SOURCE EXTRACT =
2. Tech and telecommunications: The global showdown over the future of 5G has only just begun, but it's clear Beijing views Huawei's position as global 5G leader as a key geopolitical strategy.

  • Britain just permitted the use of Huawei's equipment, the first key ally to defy U.S. efforts to block the company.
  • The concern is that the Chinese government, which has close ties to Huawei, will have access to critical telecommunications infrastructure — useful not just for leverage over states but also mass data collection.
  • "Data is oil for artificial intelligence," said former National Security Council adviser and retired Brig. Gen. Robert Spalding.
  • Meanwhile, Chinese tech companies — including Huawei and facial recognition company Hikvision — are waging a steady campaign to set next-generation global tech standards, a feat likely to translate into market dominance and massive profits.

3. Scientific research: The Chinese government has poured hundreds of billions of dollars into research and development, with the aim of becoming a global tech superpower.

  • But China is also engaging in intellectual property theft, targeting U.S. research institutions and corporations.
  • And Chinese government-funded programs such as Thousand Talents have sought to harness foreign expertise by paying sometimes lavish sums for researchers abroad to moonlight for Chinese research institutions, often without revealing these conflicting commitments to their home institutions.

PROVIDED MATERIAL =
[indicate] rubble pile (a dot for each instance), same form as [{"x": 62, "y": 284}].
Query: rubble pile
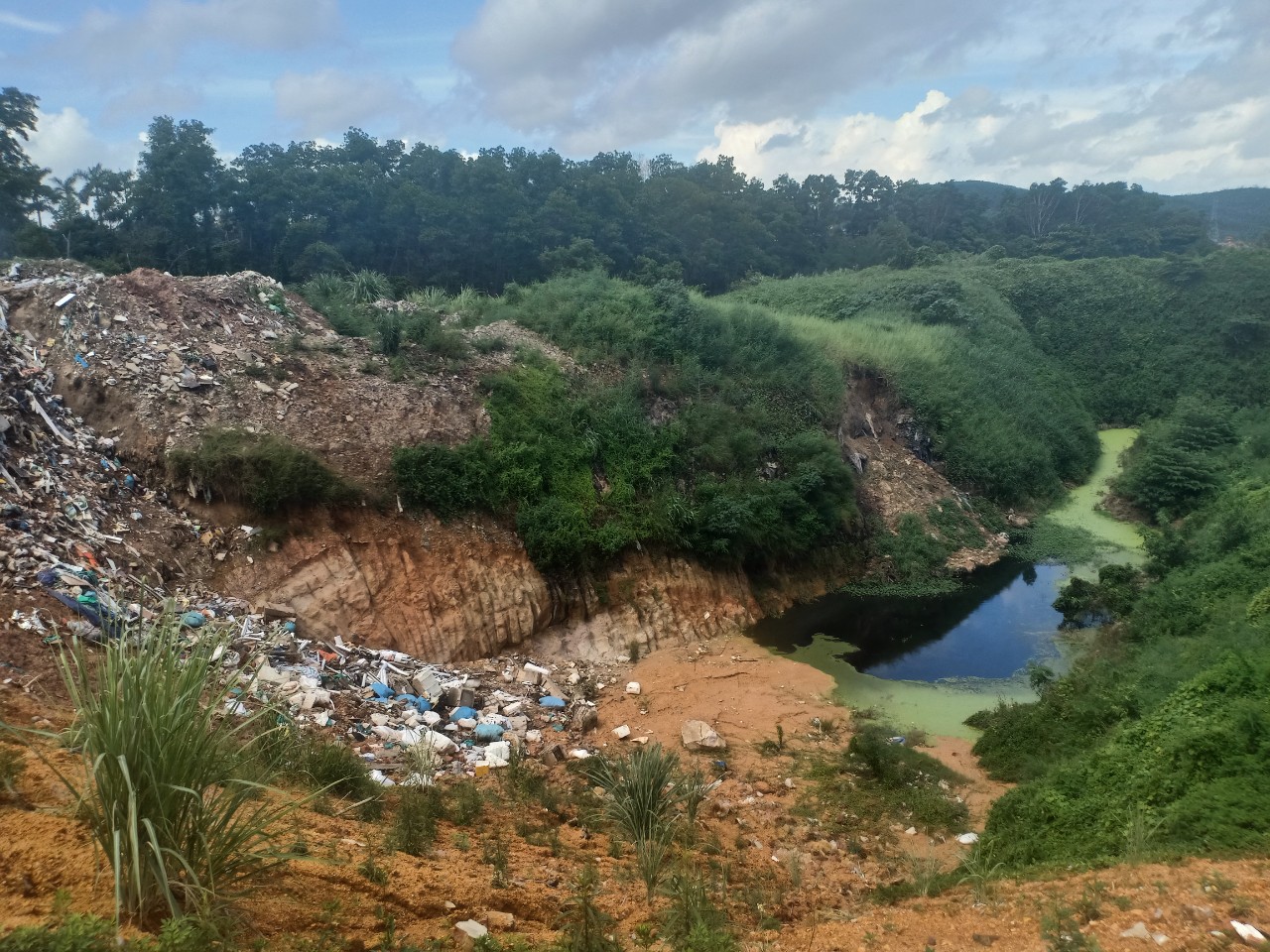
[
  {"x": 172, "y": 357},
  {"x": 386, "y": 703},
  {"x": 381, "y": 702},
  {"x": 66, "y": 494}
]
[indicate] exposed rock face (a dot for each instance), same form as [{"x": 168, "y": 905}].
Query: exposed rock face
[{"x": 466, "y": 590}]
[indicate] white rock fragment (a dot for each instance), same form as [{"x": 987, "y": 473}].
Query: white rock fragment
[{"x": 698, "y": 735}]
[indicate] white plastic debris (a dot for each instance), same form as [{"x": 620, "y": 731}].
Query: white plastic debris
[{"x": 1248, "y": 933}]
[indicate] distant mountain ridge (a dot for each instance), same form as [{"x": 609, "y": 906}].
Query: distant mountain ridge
[
  {"x": 1239, "y": 213},
  {"x": 1236, "y": 213}
]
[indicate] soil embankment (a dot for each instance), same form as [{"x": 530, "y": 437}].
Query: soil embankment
[{"x": 151, "y": 362}]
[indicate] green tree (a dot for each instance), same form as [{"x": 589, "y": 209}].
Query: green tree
[
  {"x": 21, "y": 179},
  {"x": 177, "y": 200}
]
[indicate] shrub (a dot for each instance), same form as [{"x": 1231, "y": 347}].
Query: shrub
[
  {"x": 173, "y": 794},
  {"x": 740, "y": 472},
  {"x": 585, "y": 924},
  {"x": 642, "y": 798},
  {"x": 414, "y": 821},
  {"x": 266, "y": 472},
  {"x": 874, "y": 777}
]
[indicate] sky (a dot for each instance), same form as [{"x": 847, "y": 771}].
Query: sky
[{"x": 1171, "y": 94}]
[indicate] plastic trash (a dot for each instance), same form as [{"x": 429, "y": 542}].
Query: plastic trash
[{"x": 498, "y": 754}]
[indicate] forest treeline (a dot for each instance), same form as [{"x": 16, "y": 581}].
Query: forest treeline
[{"x": 427, "y": 216}]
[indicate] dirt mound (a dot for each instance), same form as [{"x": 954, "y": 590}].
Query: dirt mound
[{"x": 898, "y": 474}]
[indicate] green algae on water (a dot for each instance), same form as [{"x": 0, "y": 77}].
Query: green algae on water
[
  {"x": 938, "y": 707},
  {"x": 1079, "y": 530},
  {"x": 1080, "y": 507}
]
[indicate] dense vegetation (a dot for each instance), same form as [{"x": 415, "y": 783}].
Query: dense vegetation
[
  {"x": 1007, "y": 420},
  {"x": 701, "y": 428},
  {"x": 427, "y": 216},
  {"x": 1137, "y": 334},
  {"x": 267, "y": 474},
  {"x": 1159, "y": 743}
]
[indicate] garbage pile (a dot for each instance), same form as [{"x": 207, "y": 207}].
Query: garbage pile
[
  {"x": 411, "y": 719},
  {"x": 399, "y": 712},
  {"x": 186, "y": 354},
  {"x": 67, "y": 497}
]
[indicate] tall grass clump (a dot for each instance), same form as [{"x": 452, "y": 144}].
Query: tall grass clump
[
  {"x": 642, "y": 800},
  {"x": 173, "y": 796}
]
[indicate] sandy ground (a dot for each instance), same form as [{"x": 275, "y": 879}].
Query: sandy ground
[{"x": 783, "y": 884}]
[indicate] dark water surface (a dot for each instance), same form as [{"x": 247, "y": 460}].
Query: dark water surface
[{"x": 997, "y": 622}]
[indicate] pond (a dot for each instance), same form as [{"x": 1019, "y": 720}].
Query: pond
[{"x": 929, "y": 662}]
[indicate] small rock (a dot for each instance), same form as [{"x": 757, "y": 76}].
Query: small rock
[
  {"x": 467, "y": 932},
  {"x": 1138, "y": 930},
  {"x": 503, "y": 921},
  {"x": 698, "y": 735}
]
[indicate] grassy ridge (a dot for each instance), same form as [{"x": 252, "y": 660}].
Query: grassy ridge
[
  {"x": 1008, "y": 421},
  {"x": 702, "y": 428}
]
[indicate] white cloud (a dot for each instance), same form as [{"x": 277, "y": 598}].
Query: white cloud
[
  {"x": 64, "y": 141},
  {"x": 18, "y": 22},
  {"x": 612, "y": 71},
  {"x": 119, "y": 49},
  {"x": 980, "y": 136},
  {"x": 1167, "y": 91},
  {"x": 330, "y": 100}
]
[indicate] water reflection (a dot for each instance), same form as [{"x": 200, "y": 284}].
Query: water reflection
[{"x": 992, "y": 627}]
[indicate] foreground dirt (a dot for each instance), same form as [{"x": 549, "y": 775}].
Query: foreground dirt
[{"x": 786, "y": 887}]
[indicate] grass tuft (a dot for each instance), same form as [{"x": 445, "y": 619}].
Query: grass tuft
[{"x": 175, "y": 787}]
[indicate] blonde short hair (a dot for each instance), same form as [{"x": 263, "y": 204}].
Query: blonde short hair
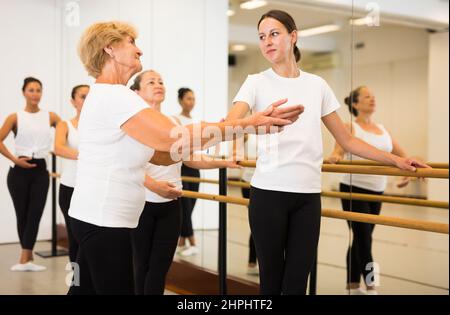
[{"x": 96, "y": 38}]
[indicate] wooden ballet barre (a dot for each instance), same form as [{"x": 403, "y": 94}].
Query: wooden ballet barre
[
  {"x": 389, "y": 221},
  {"x": 338, "y": 214},
  {"x": 373, "y": 163},
  {"x": 373, "y": 170},
  {"x": 388, "y": 199},
  {"x": 341, "y": 195},
  {"x": 54, "y": 175}
]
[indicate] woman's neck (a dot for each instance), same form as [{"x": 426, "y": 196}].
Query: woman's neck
[
  {"x": 185, "y": 113},
  {"x": 365, "y": 119},
  {"x": 287, "y": 68},
  {"x": 154, "y": 105},
  {"x": 112, "y": 74},
  {"x": 29, "y": 108}
]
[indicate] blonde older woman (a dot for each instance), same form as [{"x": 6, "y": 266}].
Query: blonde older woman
[{"x": 118, "y": 135}]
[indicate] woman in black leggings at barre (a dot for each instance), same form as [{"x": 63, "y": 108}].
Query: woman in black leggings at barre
[
  {"x": 361, "y": 103},
  {"x": 118, "y": 135},
  {"x": 285, "y": 205},
  {"x": 66, "y": 146},
  {"x": 28, "y": 180}
]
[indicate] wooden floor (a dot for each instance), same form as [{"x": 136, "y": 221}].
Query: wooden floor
[{"x": 411, "y": 262}]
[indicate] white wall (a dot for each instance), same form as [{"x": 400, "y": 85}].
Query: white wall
[
  {"x": 438, "y": 128},
  {"x": 186, "y": 41}
]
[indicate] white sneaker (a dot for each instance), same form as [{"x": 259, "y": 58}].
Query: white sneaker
[
  {"x": 253, "y": 271},
  {"x": 193, "y": 250},
  {"x": 29, "y": 266},
  {"x": 358, "y": 291}
]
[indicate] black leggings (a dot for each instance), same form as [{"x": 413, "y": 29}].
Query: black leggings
[
  {"x": 28, "y": 189},
  {"x": 154, "y": 242},
  {"x": 285, "y": 227},
  {"x": 188, "y": 204},
  {"x": 65, "y": 195},
  {"x": 359, "y": 254},
  {"x": 251, "y": 243},
  {"x": 104, "y": 259}
]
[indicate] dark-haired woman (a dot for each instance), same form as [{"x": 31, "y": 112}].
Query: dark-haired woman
[
  {"x": 28, "y": 180},
  {"x": 362, "y": 105},
  {"x": 66, "y": 146},
  {"x": 154, "y": 240},
  {"x": 285, "y": 206},
  {"x": 186, "y": 99}
]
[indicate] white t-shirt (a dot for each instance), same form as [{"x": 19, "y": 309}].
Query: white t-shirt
[
  {"x": 251, "y": 153},
  {"x": 290, "y": 161},
  {"x": 34, "y": 136},
  {"x": 382, "y": 142},
  {"x": 171, "y": 174},
  {"x": 109, "y": 188}
]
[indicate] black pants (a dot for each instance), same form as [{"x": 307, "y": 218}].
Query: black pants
[
  {"x": 359, "y": 254},
  {"x": 154, "y": 242},
  {"x": 285, "y": 227},
  {"x": 28, "y": 189},
  {"x": 65, "y": 195},
  {"x": 104, "y": 260},
  {"x": 188, "y": 204},
  {"x": 251, "y": 243}
]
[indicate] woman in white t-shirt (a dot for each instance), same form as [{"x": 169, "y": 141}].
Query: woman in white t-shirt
[
  {"x": 28, "y": 180},
  {"x": 66, "y": 146},
  {"x": 362, "y": 105},
  {"x": 155, "y": 238},
  {"x": 118, "y": 135},
  {"x": 285, "y": 206}
]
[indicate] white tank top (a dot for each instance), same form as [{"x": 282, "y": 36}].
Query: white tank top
[
  {"x": 171, "y": 174},
  {"x": 382, "y": 142},
  {"x": 33, "y": 137},
  {"x": 184, "y": 120},
  {"x": 69, "y": 167}
]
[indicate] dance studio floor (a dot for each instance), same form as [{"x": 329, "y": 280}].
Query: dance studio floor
[{"x": 411, "y": 262}]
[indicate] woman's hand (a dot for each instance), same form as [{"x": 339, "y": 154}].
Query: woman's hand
[
  {"x": 334, "y": 159},
  {"x": 229, "y": 164},
  {"x": 23, "y": 162},
  {"x": 274, "y": 116},
  {"x": 403, "y": 182},
  {"x": 409, "y": 164},
  {"x": 166, "y": 190}
]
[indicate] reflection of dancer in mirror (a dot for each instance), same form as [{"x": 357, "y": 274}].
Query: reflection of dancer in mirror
[
  {"x": 28, "y": 180},
  {"x": 362, "y": 105},
  {"x": 118, "y": 135},
  {"x": 66, "y": 146},
  {"x": 186, "y": 99},
  {"x": 155, "y": 239},
  {"x": 285, "y": 206}
]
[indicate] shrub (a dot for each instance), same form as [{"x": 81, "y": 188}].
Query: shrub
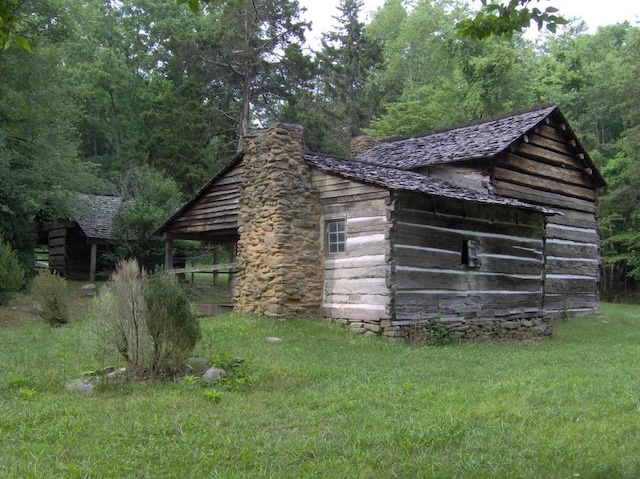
[
  {"x": 11, "y": 272},
  {"x": 147, "y": 320},
  {"x": 170, "y": 321},
  {"x": 50, "y": 292}
]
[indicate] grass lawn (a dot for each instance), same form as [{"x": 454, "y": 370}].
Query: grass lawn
[{"x": 327, "y": 403}]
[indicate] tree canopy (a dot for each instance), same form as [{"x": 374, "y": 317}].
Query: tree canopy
[{"x": 146, "y": 89}]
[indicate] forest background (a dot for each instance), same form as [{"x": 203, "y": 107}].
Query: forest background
[{"x": 146, "y": 100}]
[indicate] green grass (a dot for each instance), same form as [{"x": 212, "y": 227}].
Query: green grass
[{"x": 328, "y": 403}]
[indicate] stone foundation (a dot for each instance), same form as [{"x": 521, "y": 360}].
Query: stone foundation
[
  {"x": 279, "y": 260},
  {"x": 470, "y": 330}
]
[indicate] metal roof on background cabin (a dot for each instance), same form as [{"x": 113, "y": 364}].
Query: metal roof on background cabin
[
  {"x": 95, "y": 213},
  {"x": 402, "y": 180},
  {"x": 479, "y": 140}
]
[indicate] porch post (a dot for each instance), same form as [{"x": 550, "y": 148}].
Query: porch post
[
  {"x": 216, "y": 260},
  {"x": 168, "y": 253},
  {"x": 94, "y": 258}
]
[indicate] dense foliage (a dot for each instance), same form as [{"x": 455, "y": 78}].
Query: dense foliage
[
  {"x": 11, "y": 272},
  {"x": 50, "y": 293},
  {"x": 147, "y": 85}
]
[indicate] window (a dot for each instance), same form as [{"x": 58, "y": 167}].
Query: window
[
  {"x": 469, "y": 252},
  {"x": 336, "y": 236}
]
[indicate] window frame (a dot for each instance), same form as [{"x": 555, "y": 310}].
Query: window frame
[{"x": 332, "y": 238}]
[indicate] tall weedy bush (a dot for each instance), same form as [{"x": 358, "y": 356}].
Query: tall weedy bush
[
  {"x": 170, "y": 321},
  {"x": 147, "y": 320},
  {"x": 11, "y": 272},
  {"x": 50, "y": 292}
]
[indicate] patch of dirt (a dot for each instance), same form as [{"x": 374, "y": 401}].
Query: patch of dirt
[{"x": 21, "y": 309}]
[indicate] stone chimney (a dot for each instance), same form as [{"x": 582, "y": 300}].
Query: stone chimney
[{"x": 280, "y": 271}]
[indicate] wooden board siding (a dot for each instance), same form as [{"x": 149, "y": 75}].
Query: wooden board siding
[
  {"x": 545, "y": 168},
  {"x": 355, "y": 282},
  {"x": 428, "y": 275},
  {"x": 216, "y": 210}
]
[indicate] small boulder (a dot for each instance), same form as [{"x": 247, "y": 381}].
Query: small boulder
[
  {"x": 213, "y": 374},
  {"x": 88, "y": 290},
  {"x": 197, "y": 365},
  {"x": 80, "y": 386}
]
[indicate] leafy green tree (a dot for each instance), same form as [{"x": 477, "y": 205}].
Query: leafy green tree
[
  {"x": 428, "y": 70},
  {"x": 39, "y": 163},
  {"x": 148, "y": 199},
  {"x": 504, "y": 19},
  {"x": 9, "y": 13}
]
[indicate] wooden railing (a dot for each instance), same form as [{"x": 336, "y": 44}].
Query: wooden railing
[{"x": 207, "y": 268}]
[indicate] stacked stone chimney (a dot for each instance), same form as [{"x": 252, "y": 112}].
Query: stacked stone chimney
[{"x": 279, "y": 260}]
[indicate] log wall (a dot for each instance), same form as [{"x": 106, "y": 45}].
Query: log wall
[
  {"x": 501, "y": 296},
  {"x": 545, "y": 168},
  {"x": 356, "y": 292},
  {"x": 69, "y": 252},
  {"x": 215, "y": 211}
]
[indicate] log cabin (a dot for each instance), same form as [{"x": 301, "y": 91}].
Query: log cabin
[
  {"x": 487, "y": 229},
  {"x": 77, "y": 244}
]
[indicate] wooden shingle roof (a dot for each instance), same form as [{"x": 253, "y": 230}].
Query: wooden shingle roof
[
  {"x": 482, "y": 139},
  {"x": 402, "y": 180}
]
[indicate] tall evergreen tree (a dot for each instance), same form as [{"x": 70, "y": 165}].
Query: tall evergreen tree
[{"x": 345, "y": 61}]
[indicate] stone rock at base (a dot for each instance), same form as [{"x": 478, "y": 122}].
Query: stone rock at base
[
  {"x": 213, "y": 374},
  {"x": 197, "y": 365},
  {"x": 88, "y": 290},
  {"x": 119, "y": 373},
  {"x": 80, "y": 386}
]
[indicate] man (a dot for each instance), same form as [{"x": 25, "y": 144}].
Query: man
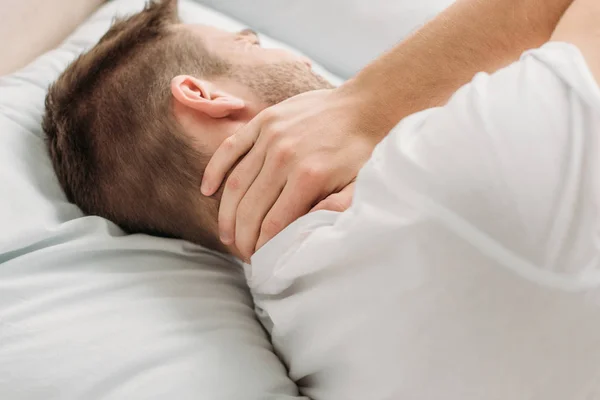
[
  {"x": 132, "y": 123},
  {"x": 467, "y": 266},
  {"x": 417, "y": 290}
]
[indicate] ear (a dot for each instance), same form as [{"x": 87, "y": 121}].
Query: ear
[{"x": 204, "y": 97}]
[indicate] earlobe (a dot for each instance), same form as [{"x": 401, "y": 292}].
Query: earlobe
[{"x": 202, "y": 96}]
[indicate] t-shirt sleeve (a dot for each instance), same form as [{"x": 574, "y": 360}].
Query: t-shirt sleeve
[{"x": 510, "y": 162}]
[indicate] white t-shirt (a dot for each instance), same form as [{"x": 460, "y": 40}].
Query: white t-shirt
[{"x": 467, "y": 267}]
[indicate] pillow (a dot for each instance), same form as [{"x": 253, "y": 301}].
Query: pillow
[
  {"x": 87, "y": 311},
  {"x": 343, "y": 35}
]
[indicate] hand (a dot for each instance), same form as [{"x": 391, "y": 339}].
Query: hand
[
  {"x": 340, "y": 201},
  {"x": 295, "y": 154}
]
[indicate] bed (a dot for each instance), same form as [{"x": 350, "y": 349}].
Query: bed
[{"x": 89, "y": 312}]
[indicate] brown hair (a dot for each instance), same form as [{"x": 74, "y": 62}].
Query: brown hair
[{"x": 115, "y": 145}]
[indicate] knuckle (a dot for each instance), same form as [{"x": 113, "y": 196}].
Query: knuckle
[
  {"x": 233, "y": 183},
  {"x": 244, "y": 213},
  {"x": 311, "y": 173},
  {"x": 229, "y": 143},
  {"x": 271, "y": 226},
  {"x": 275, "y": 133},
  {"x": 269, "y": 116},
  {"x": 283, "y": 153}
]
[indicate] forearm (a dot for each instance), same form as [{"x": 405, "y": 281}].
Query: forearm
[{"x": 470, "y": 36}]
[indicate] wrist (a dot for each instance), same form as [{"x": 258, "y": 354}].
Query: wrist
[{"x": 372, "y": 114}]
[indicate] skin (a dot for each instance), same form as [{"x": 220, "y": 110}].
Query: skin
[
  {"x": 312, "y": 146},
  {"x": 212, "y": 109}
]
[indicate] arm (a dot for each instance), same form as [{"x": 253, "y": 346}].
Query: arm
[
  {"x": 320, "y": 140},
  {"x": 580, "y": 27},
  {"x": 470, "y": 36}
]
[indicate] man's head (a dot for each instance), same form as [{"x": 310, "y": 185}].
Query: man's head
[{"x": 132, "y": 123}]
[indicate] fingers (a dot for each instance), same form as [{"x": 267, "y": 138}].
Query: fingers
[
  {"x": 235, "y": 188},
  {"x": 337, "y": 201},
  {"x": 289, "y": 207},
  {"x": 228, "y": 153},
  {"x": 255, "y": 205}
]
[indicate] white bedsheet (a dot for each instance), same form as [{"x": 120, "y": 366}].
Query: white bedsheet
[
  {"x": 88, "y": 312},
  {"x": 468, "y": 265}
]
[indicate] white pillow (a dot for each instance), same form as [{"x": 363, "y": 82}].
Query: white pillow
[
  {"x": 343, "y": 35},
  {"x": 87, "y": 312}
]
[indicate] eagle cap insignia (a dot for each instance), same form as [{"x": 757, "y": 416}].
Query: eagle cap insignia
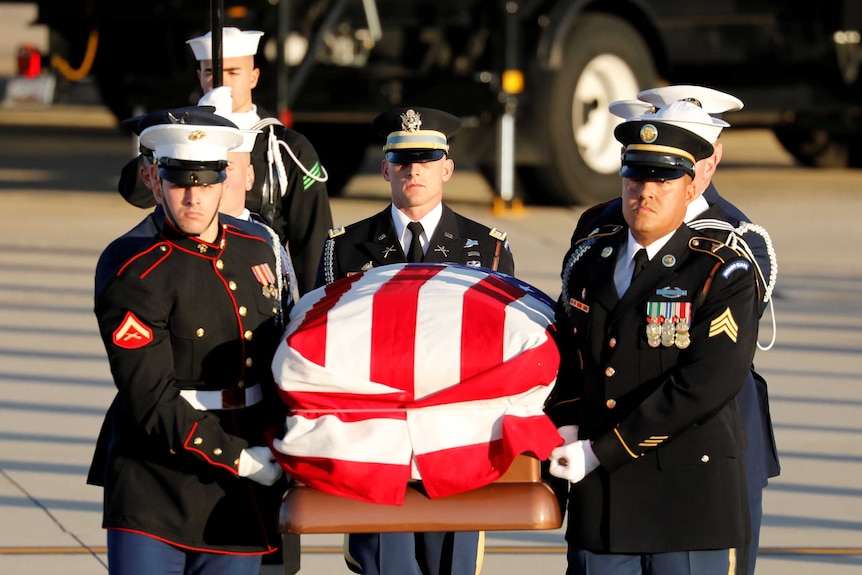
[
  {"x": 411, "y": 121},
  {"x": 649, "y": 133}
]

REQUIRED WORK =
• A. In the excerpt on China's tech and research ambitions, which country was the first key ally to allow the use of Huawei's equipment?
• B. Reproduce everything in the excerpt on China's tech and research ambitions from "3. Scientific research: The" down to "global tech superpower.".
The rows are separate material and have no connection to the excerpt on China's tech and research ambitions.

SOLUTIONS TO THE PROBLEMS =
• A. Britain was the first key ally to permit the use of Huawei's equipment, defying U.S. efforts to block the company.

• B.
3. Scientific research: The Chinese government has poured hundreds of billions of dollars into research and development, with the aim of becoming a global tech superpower.